Segmentation data
========================================

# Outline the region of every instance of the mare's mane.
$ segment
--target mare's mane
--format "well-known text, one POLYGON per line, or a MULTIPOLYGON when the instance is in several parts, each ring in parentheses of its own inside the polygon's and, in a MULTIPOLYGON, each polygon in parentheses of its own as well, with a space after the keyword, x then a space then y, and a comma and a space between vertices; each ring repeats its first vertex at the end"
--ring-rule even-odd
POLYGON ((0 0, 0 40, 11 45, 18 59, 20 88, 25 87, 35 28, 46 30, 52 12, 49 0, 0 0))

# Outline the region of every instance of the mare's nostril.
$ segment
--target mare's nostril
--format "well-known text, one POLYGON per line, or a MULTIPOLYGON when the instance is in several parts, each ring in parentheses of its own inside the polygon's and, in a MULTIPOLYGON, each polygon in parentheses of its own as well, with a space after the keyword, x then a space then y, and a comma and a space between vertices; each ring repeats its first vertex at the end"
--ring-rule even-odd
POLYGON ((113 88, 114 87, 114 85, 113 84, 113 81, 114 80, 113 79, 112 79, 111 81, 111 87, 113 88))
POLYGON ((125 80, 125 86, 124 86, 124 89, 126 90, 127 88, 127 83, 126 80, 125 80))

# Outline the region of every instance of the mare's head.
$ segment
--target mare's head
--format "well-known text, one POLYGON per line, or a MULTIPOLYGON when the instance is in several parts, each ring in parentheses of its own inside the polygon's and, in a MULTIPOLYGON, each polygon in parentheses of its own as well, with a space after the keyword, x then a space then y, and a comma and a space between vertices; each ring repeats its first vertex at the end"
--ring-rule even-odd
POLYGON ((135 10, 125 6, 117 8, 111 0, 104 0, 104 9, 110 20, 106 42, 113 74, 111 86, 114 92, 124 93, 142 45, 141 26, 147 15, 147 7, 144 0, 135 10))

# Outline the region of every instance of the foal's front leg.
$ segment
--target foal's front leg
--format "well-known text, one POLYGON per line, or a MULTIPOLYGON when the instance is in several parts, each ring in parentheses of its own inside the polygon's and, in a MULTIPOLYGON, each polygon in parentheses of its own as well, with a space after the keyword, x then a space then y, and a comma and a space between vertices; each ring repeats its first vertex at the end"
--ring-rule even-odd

========================================

* _Requirement_:
Retype all of the lines above, leaving every character unchanged.

* _Finished answer_:
# Outline the region of every instance of the mare's mane.
$ segment
--target mare's mane
--format "well-known text, one POLYGON per line, or a MULTIPOLYGON when the instance is in several parts, each ring in parentheses of its own inside the polygon's and, in a MULTIPOLYGON, each polygon in parentheses of its own as well, with a space after the keyword, x then a space then y, and a comma and a space between vertices; each ring repeats its first vertex at the end"
--ring-rule even-odd
POLYGON ((0 0, 0 40, 11 45, 18 59, 20 88, 25 87, 35 28, 46 30, 52 12, 49 0, 0 0))

# Outline the region of every instance of the mare's nostril.
$ segment
--target mare's nostril
--format "well-known text, one POLYGON per line, or a MULTIPOLYGON when the instance is in several parts, each ring in parentheses of its own inside the polygon's and, in a MULTIPOLYGON, each polygon in parentheses of its own as well, with a space after the keyword, x then a space then y, and a comma and a space between vertices; each ring repeats its first vertex at the end"
--ring-rule even-odd
POLYGON ((113 88, 114 87, 114 85, 113 84, 113 81, 114 80, 113 79, 112 79, 111 81, 111 87, 113 88))
POLYGON ((125 80, 125 86, 124 86, 124 89, 126 90, 127 88, 127 83, 126 80, 125 80))

# Outline the region of every instance of the mare's head.
$ segment
--target mare's head
--format "well-known text, one POLYGON per line, or a MULTIPOLYGON when the instance is in several parts, each ring in parentheses of its own inside the polygon's and, in a MULTIPOLYGON, each polygon in parentheses of its own as well, with a space after the keyword, x then a space then y, and a comma and a space between vertices; each ring repeats its first vertex at the end"
--ring-rule even-odd
POLYGON ((135 10, 125 6, 117 8, 111 0, 104 0, 104 9, 110 20, 106 42, 113 74, 111 86, 114 92, 124 93, 142 45, 141 26, 147 15, 147 7, 144 0, 135 10))

# Outline the region of every instance of the foal's front leg.
$ segment
--target foal's front leg
--format "well-known text, one POLYGON per line, or a MULTIPOLYGON when the instance is in several parts, each ring in parentheses of its own inside the polygon's and, in a MULTIPOLYGON, each polygon in parentheses of its own as well, with a space after the keyword, x then a space then y, and a comma and a space between vertices; each ring repeats its first vertex at the end"
--ring-rule even-odd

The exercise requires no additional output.